How Not Working Can
Lead You to Resolve
As people who share stories and experiences with millions of people for a living, we have a special opportunity to offer some positive impact.
It’s no secret that things currently feel off-balance. We’ve made a lot of progress to bring equality and equilibrium to society and the workplace, but the fact is we’re still operating in a world where most of the decision makers, lawmakers, CEOs, CCOs, and other leaders are men. People with masculine traits are presented as the epitome of success.
As a female Creative Director with a heart for service, I’m inspired to help achieve gender balance at the top. The question is how.”
Although my title is Creative Director, a better description of what I do is Creator of Human Experiences. Everything I create is a product of connecting an audience with a relevant experience they willingly participate in. To be successful at that requires being able to step outside of myself to truly understand another's perspective.
Moreover, I have a burning desire to champion the women in my world and elevate them to their version of success. I get the opportunity to do this through a thriving women's network that I co-founded called The Broad Exchange. Our mission is to offer an exchange of information, resources, and perspective that will not only help us achieve success in the world, but encourage us to take action that is mutually beneficial to us all.
It's a lot to undertake, I know. There came a point last year where I was so overworked that my brain felt clogged and my well of inspiration was running dry. I reached a tipping point where I recognized that I needed space, time, and undistracted freedom to recharge – the often overlooked and under-appreciated "not working" part of life. And as someone who creates human experiences for a living, having experiences of my own needed to be a priority.
To top it off, I was exhausted by my work environment. I became increasingly aware of the overwhelming pressure not to just work hard, but to work constantly. Being seen felt more important than self-care. 70-80 hour workweeks were the norm. It was common to sacrifice paid leave to spend more time at work. And at “hot shops” it was becoming normalized to take a demotion when you start a new job “because the structure is different” there. Do that enough and you work your way right back down the corporate ladder. And all of this is happening under leaders we are supposed to be able to respect, trust, and look to for guidance on our way up. But the longer I’m in the advertising industry the fewer leaders I see that I’d ever want to be like–especially as a female. Yet it’s still such a mystery why there aren’t that many females at the top.
So, I took off.

* * *

EXERCISE TASKS -
**1.** According to the essay on not working, the mission of The Broad Exchange is to offer an exchange of what three things? List them.
**2.** Reproduce word for word the part of the essay on not working starting with "To top it off, I" and going on through "I took off.".
These records were drawn from a separate source.

Location identification items:

* * *

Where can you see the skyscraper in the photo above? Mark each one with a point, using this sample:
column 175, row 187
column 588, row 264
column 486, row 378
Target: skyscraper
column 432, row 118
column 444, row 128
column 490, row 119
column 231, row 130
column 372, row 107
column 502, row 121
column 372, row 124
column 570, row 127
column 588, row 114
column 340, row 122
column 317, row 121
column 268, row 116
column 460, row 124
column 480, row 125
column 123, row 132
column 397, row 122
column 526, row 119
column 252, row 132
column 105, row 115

* * *

ANSWERS TO EACH TASK -
**1.** Information, resources, and perspective.

**2.**
To top it off, I was exhausted by my work environment. I became increasingly aware of the overwhelming pressure not to just work hard, but to work constantly. Being seen felt more important than self-care. 70-80 hour workweeks were the norm. It was common to sacrifice paid leave to spend more time at work. And at “hot shops” it was becoming normalized to take a demotion when you start a new job “because the structure is different” there. Do that enough and you work your way right back down the corporate ladder. And all of this is happening under leaders we are supposed to be able to respect, trust, and look to for guidance on our way up. But the longer I’m in the advertising industry the fewer leaders I see that I’d ever want to be like–especially as a female. Yet it’s still such a mystery why there aren’t that many females at the top.
So, I took off.